■ What you will do
With no addition or omission, return the entries below.

---+---

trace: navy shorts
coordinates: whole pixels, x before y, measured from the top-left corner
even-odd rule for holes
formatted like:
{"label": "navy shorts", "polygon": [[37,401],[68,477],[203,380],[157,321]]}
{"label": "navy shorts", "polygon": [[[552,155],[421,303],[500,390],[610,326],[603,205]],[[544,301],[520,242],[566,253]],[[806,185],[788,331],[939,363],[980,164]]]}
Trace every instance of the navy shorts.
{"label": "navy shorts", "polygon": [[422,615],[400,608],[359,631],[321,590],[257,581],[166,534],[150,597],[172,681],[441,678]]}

---+---

■ Exercise output
trace: navy shorts
coordinates: whole pixels, x before y, measured from the top-left corner
even-odd rule for holes
formatted like:
{"label": "navy shorts", "polygon": [[37,401],[68,477],[203,380],[157,321]]}
{"label": "navy shorts", "polygon": [[[552,155],[421,303],[500,390],[610,326],[603,205]],[[544,301],[520,242],[566,253]],[[806,185],[788,331],[939,363],[980,164]]]}
Trace every instance of the navy shorts.
{"label": "navy shorts", "polygon": [[422,615],[400,608],[359,631],[321,590],[257,581],[166,534],[150,597],[172,681],[441,678]]}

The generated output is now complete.